Output nothing but the lines from the line with "man in the photo above." through the end of the listing below, both ends included.

╭─ Given information

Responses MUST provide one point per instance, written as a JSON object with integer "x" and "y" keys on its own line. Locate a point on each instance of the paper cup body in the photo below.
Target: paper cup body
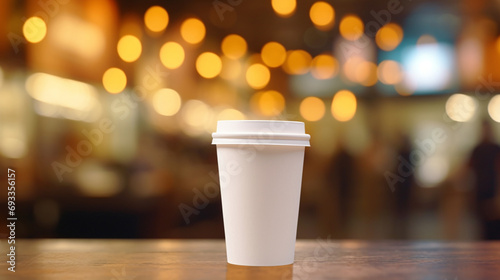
{"x": 260, "y": 171}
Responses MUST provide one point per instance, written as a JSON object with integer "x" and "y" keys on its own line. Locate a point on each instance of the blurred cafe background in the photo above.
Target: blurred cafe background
{"x": 107, "y": 109}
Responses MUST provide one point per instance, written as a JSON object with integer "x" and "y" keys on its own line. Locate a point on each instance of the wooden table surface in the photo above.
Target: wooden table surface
{"x": 206, "y": 259}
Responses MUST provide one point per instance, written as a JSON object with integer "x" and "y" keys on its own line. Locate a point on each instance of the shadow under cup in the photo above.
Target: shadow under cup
{"x": 260, "y": 170}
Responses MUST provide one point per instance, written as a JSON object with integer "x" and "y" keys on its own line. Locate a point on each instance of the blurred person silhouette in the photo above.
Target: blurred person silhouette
{"x": 485, "y": 165}
{"x": 403, "y": 190}
{"x": 374, "y": 195}
{"x": 341, "y": 177}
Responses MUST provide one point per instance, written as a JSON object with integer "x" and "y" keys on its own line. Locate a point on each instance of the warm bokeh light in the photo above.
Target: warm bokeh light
{"x": 156, "y": 19}
{"x": 74, "y": 34}
{"x": 312, "y": 109}
{"x": 390, "y": 72}
{"x": 234, "y": 46}
{"x": 273, "y": 54}
{"x": 324, "y": 66}
{"x": 351, "y": 27}
{"x": 230, "y": 114}
{"x": 366, "y": 73}
{"x": 78, "y": 100}
{"x": 172, "y": 55}
{"x": 258, "y": 76}
{"x": 460, "y": 107}
{"x": 284, "y": 8}
{"x": 402, "y": 89}
{"x": 231, "y": 69}
{"x": 34, "y": 29}
{"x": 426, "y": 39}
{"x": 208, "y": 65}
{"x": 166, "y": 102}
{"x": 297, "y": 62}
{"x": 114, "y": 80}
{"x": 344, "y": 105}
{"x": 322, "y": 15}
{"x": 389, "y": 36}
{"x": 193, "y": 30}
{"x": 268, "y": 103}
{"x": 129, "y": 48}
{"x": 494, "y": 108}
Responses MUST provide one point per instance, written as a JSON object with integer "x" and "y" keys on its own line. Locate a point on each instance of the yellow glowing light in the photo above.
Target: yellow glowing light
{"x": 494, "y": 108}
{"x": 312, "y": 109}
{"x": 344, "y": 105}
{"x": 324, "y": 66}
{"x": 258, "y": 76}
{"x": 297, "y": 62}
{"x": 273, "y": 54}
{"x": 172, "y": 55}
{"x": 230, "y": 114}
{"x": 268, "y": 103}
{"x": 129, "y": 48}
{"x": 389, "y": 72}
{"x": 402, "y": 89}
{"x": 284, "y": 8}
{"x": 426, "y": 39}
{"x": 322, "y": 15}
{"x": 389, "y": 36}
{"x": 167, "y": 102}
{"x": 208, "y": 65}
{"x": 114, "y": 80}
{"x": 460, "y": 107}
{"x": 351, "y": 27}
{"x": 366, "y": 73}
{"x": 74, "y": 35}
{"x": 231, "y": 69}
{"x": 34, "y": 29}
{"x": 156, "y": 19}
{"x": 234, "y": 46}
{"x": 193, "y": 30}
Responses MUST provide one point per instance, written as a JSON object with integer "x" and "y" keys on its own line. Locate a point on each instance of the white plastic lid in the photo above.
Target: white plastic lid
{"x": 261, "y": 132}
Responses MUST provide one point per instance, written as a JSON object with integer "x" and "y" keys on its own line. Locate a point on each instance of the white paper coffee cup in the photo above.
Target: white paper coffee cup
{"x": 260, "y": 170}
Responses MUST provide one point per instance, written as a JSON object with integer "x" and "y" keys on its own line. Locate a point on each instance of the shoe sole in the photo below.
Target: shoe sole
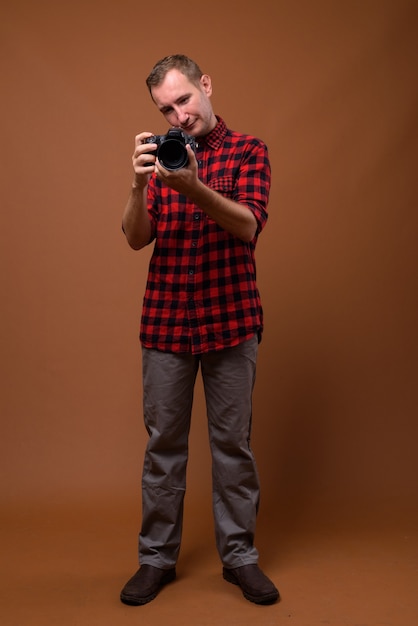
{"x": 266, "y": 599}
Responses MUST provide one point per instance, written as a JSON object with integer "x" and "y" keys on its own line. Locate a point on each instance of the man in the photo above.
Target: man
{"x": 201, "y": 309}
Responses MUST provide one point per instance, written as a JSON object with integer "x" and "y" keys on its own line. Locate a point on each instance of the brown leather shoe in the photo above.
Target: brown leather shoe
{"x": 255, "y": 585}
{"x": 145, "y": 584}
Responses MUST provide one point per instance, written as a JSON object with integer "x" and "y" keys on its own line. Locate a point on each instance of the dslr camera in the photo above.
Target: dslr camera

╰─

▶ **Task response**
Responses MUST provide one point per instance, written as a JSON object with integer "x" and "y" keys on its own line. Locate a point on each instance of the man in the photo above.
Target: man
{"x": 201, "y": 309}
Responses MUST provide one point per instance, written as a JSON object with integer "x" and "y" keys on its own line. Locate a point on each instance of the brown leather shoe in the photo above.
Target: brown leather shoe
{"x": 255, "y": 585}
{"x": 145, "y": 584}
Responses MUST provide one point per instance, written as a JSON object with integer "x" and "y" keys on its own line. Locate a point on each instance of the dslr camera in the photo above.
Target: dslr camera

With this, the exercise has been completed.